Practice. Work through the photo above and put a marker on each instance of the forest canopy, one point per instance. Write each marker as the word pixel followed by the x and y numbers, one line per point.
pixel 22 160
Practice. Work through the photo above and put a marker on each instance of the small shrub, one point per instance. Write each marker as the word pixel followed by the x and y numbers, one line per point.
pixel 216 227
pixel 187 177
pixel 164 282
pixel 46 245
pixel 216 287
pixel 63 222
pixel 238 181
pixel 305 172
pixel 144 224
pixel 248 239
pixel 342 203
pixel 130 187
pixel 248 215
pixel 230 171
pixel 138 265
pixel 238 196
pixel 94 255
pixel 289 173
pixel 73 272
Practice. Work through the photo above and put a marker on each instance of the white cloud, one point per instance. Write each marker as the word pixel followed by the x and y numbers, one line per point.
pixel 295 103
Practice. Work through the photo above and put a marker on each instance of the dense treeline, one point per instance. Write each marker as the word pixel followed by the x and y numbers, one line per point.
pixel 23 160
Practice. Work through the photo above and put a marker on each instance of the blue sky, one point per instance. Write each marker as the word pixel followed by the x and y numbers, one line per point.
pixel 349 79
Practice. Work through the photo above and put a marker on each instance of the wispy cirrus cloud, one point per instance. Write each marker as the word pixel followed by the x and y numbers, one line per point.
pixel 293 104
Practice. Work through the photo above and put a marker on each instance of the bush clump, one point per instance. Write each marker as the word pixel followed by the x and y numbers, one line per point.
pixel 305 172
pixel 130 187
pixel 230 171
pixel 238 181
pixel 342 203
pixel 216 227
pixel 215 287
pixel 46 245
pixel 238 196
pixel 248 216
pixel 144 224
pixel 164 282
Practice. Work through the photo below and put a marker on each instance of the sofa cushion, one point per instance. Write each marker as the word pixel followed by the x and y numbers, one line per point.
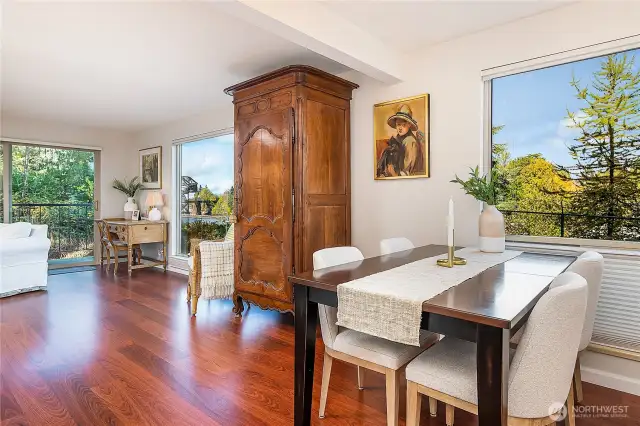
pixel 11 231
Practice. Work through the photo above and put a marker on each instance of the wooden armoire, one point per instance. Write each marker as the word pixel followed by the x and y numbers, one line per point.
pixel 292 180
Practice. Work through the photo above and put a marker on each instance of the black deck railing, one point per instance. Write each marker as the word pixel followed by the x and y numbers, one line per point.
pixel 562 220
pixel 70 226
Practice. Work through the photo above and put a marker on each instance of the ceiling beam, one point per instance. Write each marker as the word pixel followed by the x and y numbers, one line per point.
pixel 313 26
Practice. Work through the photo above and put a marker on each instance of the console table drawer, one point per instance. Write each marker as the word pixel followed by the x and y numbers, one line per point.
pixel 147 233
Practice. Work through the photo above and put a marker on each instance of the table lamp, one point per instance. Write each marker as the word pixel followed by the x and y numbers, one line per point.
pixel 154 199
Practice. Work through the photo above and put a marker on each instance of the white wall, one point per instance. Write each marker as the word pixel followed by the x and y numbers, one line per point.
pixel 450 73
pixel 215 119
pixel 116 161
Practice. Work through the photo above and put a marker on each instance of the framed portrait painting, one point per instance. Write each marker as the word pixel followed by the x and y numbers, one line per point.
pixel 151 167
pixel 401 138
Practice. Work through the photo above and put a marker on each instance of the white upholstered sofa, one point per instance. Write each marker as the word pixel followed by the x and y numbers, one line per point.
pixel 24 249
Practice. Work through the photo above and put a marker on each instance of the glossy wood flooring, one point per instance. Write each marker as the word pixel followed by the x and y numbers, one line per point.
pixel 98 350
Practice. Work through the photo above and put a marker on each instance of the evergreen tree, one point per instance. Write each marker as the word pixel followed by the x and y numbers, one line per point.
pixel 607 151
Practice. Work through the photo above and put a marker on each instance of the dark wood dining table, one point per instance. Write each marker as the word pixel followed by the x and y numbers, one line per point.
pixel 487 309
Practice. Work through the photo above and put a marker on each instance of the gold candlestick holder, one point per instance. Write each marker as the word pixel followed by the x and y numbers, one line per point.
pixel 451 259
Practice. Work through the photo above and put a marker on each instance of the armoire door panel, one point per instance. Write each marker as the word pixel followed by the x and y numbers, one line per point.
pixel 325 226
pixel 325 149
pixel 263 240
pixel 262 168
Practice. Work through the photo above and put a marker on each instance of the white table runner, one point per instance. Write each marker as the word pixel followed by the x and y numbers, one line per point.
pixel 389 304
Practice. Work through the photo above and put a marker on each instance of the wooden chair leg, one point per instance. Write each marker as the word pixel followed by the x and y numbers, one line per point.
pixel 116 257
pixel 326 376
pixel 194 305
pixel 393 396
pixel 414 404
pixel 577 382
pixel 433 407
pixel 360 378
pixel 571 414
pixel 449 415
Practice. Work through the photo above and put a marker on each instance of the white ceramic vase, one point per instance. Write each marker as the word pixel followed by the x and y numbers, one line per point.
pixel 155 214
pixel 491 230
pixel 129 207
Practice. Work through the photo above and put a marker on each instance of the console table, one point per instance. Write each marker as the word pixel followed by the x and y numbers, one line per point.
pixel 133 232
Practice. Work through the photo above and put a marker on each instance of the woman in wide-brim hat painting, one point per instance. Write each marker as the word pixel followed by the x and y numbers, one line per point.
pixel 404 155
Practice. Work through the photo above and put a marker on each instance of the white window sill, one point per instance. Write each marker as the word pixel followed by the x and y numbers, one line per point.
pixel 570 249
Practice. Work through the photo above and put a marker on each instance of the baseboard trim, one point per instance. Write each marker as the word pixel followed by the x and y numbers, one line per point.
pixel 611 380
pixel 22 290
pixel 178 270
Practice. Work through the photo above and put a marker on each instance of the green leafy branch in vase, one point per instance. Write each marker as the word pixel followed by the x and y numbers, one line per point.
pixel 128 187
pixel 482 188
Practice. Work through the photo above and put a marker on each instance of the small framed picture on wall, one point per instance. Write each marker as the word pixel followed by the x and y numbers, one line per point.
pixel 151 167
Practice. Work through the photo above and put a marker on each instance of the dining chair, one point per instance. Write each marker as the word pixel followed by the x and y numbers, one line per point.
pixel 540 371
pixel 392 245
pixel 363 350
pixel 590 266
pixel 109 242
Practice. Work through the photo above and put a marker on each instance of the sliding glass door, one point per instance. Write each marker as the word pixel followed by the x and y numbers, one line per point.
pixel 55 187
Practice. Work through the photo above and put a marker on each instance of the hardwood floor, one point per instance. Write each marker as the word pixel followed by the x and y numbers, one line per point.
pixel 96 350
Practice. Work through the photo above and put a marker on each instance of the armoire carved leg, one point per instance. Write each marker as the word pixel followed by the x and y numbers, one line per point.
pixel 238 306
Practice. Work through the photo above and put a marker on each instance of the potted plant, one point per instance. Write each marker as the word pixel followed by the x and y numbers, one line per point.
pixel 484 188
pixel 129 188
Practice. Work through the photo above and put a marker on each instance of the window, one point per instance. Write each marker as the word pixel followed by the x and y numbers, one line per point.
pixel 566 149
pixel 56 187
pixel 205 199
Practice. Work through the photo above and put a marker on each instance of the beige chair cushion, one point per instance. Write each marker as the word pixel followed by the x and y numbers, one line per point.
pixel 380 351
pixel 541 367
pixel 450 368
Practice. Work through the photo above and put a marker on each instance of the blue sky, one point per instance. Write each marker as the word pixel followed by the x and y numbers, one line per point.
pixel 210 162
pixel 533 108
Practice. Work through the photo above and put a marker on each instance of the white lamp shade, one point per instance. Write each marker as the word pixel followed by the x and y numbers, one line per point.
pixel 154 198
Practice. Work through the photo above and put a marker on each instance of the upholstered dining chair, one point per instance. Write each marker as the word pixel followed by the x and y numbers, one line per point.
pixel 589 265
pixel 363 350
pixel 392 245
pixel 541 367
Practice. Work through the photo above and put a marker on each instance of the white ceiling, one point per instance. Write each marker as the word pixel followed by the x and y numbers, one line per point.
pixel 134 65
pixel 129 65
pixel 411 25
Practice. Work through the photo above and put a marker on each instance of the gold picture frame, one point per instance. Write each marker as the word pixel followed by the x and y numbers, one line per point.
pixel 398 155
pixel 151 167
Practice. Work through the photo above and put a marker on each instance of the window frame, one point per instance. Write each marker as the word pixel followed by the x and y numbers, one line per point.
pixel 176 174
pixel 565 57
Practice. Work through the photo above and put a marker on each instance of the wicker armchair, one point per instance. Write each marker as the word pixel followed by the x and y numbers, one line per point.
pixel 194 288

+ + + + + + +

YOUR INSTRUCTIONS
Copy exactly the lines from the one with "the white lamp" through the last line of the material, keeping both ends.

TASK RESULT
Practice. Work through the photo above and put a marker on each instance of the white lamp shade, one point per instance. Write each marker as the word pixel followed by the x and y numbers, one line per point.
pixel 154 198
Practice. Work through the photo above and put a marker on each instance of the upholstered dining chair, one point per instance. Write each marker as the word pixel followed by the x and y numbers, one line per point.
pixel 589 265
pixel 363 350
pixel 392 245
pixel 541 367
Practice. Work through the photo above and put a marker on each instance of the white ceiling, one point per instance. Write each marker as the word pixel followed by the x and y numbers, one line per point.
pixel 134 65
pixel 129 65
pixel 411 25
Practice. Work through the photo above and put a marker on each instance of the gold picture frame, one point per instance. Write each marker as the word pixel followed by the x and y numbers, one line per point.
pixel 398 155
pixel 151 167
Practice. Work through the photo above and put a marker on each instance of the window frame, one point per instance. Write each marker as the word pixel followed by the x and y numbers, one line per point.
pixel 176 174
pixel 565 57
Practice. Work through the photo above and put a marker on each instance of the wicker armchair, one point per instance. Write each marker as the word pixel followed by the x and y numbers, one line per point.
pixel 194 288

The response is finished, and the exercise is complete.